┌─ Entries provided

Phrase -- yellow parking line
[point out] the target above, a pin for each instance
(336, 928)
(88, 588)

└─
┌─ Entries provided

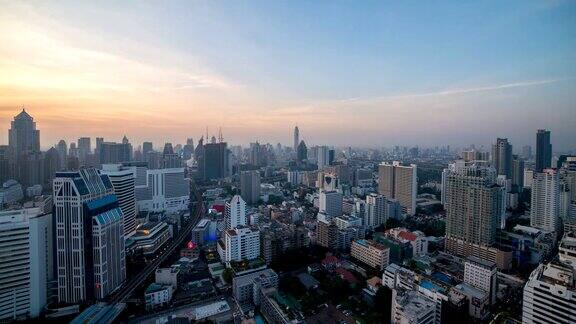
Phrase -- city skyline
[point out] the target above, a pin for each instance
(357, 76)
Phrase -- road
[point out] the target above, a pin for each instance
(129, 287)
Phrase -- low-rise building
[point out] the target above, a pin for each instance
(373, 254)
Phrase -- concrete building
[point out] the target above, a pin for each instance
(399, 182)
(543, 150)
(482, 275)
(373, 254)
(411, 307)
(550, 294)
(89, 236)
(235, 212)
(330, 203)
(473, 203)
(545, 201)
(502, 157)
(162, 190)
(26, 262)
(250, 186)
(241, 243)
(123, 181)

└─

**Task objective:** How many lines in the records above contain the string "Phrase"? Case matters. Reply with the number alone.

**Exercise solution:** 5